**Collected data entries**
* * * * *
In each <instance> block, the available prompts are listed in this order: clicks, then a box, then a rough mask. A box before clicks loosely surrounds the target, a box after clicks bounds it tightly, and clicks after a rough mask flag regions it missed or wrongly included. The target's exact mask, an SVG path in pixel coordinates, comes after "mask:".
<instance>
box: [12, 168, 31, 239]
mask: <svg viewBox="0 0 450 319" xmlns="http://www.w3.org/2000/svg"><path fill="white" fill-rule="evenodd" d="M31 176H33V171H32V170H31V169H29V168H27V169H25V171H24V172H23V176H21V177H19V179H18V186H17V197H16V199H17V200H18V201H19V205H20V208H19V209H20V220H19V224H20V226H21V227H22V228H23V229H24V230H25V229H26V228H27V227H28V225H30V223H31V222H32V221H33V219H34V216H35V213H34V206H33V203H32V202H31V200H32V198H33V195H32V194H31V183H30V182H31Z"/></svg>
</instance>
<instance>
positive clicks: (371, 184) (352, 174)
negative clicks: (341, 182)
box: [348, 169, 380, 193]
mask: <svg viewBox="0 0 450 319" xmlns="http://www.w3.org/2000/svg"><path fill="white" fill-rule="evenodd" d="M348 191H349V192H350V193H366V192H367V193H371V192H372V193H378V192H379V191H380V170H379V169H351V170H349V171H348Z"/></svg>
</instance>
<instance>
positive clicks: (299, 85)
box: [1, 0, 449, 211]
* * * * *
**Task objective**
Look above for the line containing "positive clicks: (371, 184) (352, 174)". Return it and each line after it exactly, through the last line, and nothing more.

**Expected answer**
positive clicks: (371, 184) (352, 174)
negative clicks: (341, 182)
box: [348, 169, 380, 193]
mask: <svg viewBox="0 0 450 319" xmlns="http://www.w3.org/2000/svg"><path fill="white" fill-rule="evenodd" d="M348 191H349V192H350V193H366V192H367V193H371V192H372V193H378V192H379V191H380V170H379V169H351V170H349V171H348Z"/></svg>
</instance>
<instance>
positive clicks: (299, 85)
box: [1, 0, 449, 211]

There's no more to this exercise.